>> begin Records shown
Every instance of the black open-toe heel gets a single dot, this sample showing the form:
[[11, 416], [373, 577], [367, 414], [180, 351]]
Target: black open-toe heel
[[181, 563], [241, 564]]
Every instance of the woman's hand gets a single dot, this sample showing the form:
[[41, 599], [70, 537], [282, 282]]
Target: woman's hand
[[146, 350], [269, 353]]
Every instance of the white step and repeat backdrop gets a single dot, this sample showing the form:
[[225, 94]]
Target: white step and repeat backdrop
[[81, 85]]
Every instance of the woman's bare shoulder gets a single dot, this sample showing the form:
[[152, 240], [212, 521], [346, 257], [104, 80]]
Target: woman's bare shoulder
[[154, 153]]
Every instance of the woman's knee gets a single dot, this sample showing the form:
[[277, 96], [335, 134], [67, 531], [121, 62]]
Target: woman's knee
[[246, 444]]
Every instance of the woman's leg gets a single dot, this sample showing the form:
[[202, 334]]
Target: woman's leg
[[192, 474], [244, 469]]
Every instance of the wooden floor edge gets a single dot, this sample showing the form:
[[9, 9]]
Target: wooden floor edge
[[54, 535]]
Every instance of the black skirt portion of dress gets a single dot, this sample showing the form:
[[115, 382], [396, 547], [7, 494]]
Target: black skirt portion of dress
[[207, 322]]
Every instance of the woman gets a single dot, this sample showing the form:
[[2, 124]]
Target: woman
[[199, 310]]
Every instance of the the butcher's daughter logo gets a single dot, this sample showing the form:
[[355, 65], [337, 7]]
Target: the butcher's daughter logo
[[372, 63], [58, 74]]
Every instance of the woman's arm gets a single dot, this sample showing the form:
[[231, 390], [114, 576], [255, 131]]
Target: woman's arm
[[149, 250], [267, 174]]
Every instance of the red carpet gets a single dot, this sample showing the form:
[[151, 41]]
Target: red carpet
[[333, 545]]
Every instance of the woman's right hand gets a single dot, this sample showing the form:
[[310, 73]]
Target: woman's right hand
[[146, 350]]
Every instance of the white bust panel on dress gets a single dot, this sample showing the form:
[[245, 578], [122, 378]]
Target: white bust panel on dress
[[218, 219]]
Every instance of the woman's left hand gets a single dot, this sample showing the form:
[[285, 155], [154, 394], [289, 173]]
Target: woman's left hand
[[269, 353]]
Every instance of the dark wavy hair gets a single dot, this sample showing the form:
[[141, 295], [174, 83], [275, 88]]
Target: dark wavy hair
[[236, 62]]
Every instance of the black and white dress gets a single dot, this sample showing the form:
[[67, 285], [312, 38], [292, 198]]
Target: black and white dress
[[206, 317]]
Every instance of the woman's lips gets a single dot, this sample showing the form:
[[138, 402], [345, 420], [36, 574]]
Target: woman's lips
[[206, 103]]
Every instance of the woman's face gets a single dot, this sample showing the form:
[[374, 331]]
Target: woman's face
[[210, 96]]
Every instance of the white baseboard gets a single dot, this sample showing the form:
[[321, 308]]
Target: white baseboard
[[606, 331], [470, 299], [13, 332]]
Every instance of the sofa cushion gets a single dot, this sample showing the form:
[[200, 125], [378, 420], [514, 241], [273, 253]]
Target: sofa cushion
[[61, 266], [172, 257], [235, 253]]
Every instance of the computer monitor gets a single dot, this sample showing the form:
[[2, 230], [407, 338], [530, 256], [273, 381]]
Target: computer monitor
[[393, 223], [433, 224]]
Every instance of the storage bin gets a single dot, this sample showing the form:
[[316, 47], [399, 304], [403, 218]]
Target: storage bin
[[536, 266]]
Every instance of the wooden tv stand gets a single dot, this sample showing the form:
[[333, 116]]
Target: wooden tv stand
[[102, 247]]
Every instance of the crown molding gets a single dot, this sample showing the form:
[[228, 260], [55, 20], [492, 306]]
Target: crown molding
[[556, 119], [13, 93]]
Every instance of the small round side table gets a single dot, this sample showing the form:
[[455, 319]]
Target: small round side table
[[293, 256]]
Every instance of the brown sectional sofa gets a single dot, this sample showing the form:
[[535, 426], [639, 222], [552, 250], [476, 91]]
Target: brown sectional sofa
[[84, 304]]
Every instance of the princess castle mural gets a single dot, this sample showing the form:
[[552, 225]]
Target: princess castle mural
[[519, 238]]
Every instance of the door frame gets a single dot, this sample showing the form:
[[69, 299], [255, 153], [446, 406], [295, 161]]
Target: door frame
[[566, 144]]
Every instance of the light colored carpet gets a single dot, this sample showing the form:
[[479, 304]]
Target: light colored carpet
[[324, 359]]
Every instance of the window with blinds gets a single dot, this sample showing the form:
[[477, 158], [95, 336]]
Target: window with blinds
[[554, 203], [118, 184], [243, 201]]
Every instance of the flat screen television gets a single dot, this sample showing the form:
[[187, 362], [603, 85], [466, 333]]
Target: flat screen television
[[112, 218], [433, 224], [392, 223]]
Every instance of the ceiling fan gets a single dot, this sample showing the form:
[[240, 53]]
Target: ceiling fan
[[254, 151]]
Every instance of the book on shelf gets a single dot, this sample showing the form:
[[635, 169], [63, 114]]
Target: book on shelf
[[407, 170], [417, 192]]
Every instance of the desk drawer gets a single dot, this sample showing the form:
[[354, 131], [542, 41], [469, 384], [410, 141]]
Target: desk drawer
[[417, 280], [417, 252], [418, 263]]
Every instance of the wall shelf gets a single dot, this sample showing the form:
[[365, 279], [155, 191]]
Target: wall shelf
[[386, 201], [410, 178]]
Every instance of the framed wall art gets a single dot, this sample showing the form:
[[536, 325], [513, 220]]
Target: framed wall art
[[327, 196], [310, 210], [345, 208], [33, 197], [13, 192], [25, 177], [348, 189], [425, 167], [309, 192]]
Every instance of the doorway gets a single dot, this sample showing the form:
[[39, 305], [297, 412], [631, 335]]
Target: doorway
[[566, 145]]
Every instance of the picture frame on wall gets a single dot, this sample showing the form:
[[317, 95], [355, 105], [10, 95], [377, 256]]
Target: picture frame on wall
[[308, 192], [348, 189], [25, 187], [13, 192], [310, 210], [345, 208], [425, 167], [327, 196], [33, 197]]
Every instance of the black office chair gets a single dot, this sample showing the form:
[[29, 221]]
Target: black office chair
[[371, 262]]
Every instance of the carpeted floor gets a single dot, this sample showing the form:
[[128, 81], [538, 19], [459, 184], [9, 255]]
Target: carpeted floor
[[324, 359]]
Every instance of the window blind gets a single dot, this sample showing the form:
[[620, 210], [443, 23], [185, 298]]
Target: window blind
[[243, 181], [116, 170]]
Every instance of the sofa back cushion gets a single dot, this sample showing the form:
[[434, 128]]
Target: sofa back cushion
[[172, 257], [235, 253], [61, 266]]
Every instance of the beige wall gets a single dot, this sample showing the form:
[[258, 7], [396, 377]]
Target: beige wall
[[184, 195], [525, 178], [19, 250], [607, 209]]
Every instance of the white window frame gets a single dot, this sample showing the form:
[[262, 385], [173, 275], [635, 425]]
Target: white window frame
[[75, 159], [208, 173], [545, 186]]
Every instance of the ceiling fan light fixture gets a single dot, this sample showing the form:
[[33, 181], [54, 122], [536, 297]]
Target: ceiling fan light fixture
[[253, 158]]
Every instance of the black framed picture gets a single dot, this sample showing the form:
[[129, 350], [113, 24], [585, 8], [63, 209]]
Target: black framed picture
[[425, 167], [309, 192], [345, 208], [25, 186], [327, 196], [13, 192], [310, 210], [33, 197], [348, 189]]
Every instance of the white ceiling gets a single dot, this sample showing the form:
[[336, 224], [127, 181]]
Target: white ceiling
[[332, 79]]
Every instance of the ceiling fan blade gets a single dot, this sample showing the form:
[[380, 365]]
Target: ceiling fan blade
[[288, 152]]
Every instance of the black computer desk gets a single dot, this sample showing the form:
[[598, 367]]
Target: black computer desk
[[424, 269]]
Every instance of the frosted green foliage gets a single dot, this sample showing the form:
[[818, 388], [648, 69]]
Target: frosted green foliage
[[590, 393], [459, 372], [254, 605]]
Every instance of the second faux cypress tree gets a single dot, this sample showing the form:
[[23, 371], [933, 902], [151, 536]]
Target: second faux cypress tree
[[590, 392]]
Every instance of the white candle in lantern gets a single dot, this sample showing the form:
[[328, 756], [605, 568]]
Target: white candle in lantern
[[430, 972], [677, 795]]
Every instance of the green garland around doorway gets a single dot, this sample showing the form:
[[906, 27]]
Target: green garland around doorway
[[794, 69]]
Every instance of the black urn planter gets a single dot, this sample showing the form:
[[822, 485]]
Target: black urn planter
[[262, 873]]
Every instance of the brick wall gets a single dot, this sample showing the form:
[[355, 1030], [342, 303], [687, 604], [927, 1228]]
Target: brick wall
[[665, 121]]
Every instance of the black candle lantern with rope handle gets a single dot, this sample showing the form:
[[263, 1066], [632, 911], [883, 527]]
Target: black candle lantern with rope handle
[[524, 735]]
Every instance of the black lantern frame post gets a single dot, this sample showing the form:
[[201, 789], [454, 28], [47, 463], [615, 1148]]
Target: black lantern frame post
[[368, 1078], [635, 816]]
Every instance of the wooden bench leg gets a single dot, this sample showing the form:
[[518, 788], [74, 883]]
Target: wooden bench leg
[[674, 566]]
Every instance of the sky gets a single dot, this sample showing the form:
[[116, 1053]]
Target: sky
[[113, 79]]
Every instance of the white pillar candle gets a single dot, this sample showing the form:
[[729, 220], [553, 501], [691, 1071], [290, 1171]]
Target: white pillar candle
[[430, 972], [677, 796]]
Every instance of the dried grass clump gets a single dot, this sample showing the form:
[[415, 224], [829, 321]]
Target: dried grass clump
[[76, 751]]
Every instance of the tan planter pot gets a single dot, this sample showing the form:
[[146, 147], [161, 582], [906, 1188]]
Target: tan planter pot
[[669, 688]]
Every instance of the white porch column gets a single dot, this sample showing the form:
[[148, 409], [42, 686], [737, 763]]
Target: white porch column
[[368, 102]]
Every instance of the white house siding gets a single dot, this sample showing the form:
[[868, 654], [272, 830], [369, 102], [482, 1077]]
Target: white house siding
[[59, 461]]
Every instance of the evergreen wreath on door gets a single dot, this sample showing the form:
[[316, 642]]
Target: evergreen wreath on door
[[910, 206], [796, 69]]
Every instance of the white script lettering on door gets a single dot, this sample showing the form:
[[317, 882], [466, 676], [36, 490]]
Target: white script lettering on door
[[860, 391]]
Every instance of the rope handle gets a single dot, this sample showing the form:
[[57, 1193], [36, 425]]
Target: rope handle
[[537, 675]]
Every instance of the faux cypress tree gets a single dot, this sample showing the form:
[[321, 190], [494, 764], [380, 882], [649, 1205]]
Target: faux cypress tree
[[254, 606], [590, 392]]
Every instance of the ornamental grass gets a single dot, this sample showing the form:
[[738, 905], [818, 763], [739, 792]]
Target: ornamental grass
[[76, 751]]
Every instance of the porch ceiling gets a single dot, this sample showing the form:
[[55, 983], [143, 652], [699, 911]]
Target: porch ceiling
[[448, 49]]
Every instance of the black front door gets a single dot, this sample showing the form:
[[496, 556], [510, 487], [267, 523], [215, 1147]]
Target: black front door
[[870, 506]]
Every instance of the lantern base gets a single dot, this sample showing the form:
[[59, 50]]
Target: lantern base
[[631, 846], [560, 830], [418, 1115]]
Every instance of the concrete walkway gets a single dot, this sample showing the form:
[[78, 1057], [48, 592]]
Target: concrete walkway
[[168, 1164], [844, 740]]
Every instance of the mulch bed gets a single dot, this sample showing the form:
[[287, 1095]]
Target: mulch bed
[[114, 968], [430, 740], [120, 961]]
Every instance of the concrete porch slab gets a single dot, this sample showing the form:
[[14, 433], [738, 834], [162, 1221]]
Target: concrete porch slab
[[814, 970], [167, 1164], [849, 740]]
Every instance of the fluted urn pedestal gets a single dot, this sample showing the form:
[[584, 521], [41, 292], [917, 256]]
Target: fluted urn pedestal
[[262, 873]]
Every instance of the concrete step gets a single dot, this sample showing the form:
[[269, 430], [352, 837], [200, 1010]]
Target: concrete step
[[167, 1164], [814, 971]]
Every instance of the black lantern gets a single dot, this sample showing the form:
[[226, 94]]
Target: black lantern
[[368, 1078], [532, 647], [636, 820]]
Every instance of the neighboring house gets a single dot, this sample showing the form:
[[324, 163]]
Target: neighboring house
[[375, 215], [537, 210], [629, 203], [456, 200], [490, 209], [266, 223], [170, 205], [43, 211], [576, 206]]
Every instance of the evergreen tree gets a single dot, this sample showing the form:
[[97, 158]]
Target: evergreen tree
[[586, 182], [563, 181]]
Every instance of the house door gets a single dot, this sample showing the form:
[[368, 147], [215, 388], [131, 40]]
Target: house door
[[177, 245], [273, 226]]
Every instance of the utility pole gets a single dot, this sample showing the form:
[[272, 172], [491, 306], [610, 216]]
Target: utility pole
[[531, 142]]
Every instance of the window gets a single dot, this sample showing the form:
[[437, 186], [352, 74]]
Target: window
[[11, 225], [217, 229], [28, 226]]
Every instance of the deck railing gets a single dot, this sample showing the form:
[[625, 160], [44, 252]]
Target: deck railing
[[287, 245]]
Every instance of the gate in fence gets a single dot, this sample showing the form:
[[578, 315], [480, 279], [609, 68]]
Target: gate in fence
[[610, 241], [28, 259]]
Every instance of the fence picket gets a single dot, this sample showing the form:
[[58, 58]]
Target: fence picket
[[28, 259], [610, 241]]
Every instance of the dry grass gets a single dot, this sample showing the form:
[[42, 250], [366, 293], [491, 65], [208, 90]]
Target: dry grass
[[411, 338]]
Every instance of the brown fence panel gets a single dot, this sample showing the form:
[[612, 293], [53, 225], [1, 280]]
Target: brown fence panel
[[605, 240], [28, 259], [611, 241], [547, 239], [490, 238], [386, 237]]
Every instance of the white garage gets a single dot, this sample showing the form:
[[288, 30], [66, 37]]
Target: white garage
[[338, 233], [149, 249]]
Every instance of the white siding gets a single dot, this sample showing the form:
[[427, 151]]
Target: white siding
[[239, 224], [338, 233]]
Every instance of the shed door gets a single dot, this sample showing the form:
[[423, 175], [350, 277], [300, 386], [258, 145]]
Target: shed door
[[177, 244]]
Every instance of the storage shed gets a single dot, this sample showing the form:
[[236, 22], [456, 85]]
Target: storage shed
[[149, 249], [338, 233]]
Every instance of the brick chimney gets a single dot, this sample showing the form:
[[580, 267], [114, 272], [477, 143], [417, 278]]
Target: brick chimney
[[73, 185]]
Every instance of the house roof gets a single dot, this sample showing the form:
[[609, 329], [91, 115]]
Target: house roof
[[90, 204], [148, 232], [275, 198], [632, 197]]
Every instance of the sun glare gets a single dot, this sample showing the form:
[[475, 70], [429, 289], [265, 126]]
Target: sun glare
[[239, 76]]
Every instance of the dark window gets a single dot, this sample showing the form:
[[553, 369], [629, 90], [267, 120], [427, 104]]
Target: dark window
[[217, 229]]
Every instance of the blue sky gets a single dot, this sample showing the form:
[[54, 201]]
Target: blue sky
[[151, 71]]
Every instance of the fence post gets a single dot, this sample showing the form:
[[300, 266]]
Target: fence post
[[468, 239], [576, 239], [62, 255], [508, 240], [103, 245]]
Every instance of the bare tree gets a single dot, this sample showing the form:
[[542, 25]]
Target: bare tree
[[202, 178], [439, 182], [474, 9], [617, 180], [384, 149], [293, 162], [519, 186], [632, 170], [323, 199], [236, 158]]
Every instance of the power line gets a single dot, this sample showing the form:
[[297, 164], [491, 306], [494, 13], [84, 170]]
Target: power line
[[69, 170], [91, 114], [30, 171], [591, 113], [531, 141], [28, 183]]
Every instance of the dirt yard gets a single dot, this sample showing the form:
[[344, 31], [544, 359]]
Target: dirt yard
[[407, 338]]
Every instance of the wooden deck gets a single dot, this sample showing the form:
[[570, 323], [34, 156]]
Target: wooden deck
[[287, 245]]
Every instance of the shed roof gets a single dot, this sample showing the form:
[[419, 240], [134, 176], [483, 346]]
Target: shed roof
>> end Records shown
## Prompt
Return, word for word, each line from the line that contains "Every instance of the sun" to the end of the listing above; include both end lines and nothing else.

## Exercise solution
Every instance of the sun glare gets a single dot, this sample showing the form:
[[475, 70], [429, 289], [265, 126]]
Target: sun glare
[[239, 76]]
Every instance of the dark window gets a single dot, this sample showing the form:
[[553, 369], [629, 90], [267, 120], [427, 104]]
Target: dark window
[[217, 229]]
Every instance of the blue sky gets a single dot, this sample showing the form:
[[54, 201]]
Target: blue sky
[[151, 71]]
Every instance of the fence post gets a single dot, this sample showing the form:
[[300, 266]]
Target: fence post
[[468, 239], [576, 239], [62, 255], [508, 240], [103, 245]]
Every instance of the bare tree gets a single dot, this sample showing the form:
[[542, 25]]
Target: bare tree
[[202, 178], [439, 182], [474, 9], [617, 180], [384, 149], [293, 162], [519, 186], [632, 170], [323, 199], [236, 158]]
Every instance of the power line gets a single dot, this sample showing the form:
[[297, 164], [491, 306], [494, 13], [84, 170]]
Target: power line
[[69, 170], [91, 114], [30, 171], [591, 113], [531, 141], [28, 183]]
Every instance of the dirt yard gets a single dot, this sample showing the form:
[[344, 31], [544, 359]]
Target: dirt yard
[[407, 338]]
Every instance of the wooden deck gets a single dot, this sample showing the form:
[[570, 323], [34, 156]]
Target: wooden deck
[[287, 245]]
Every instance of the shed roof gets a single dot, this sample showing the form:
[[419, 240], [134, 176], [483, 346]]
Target: shed roof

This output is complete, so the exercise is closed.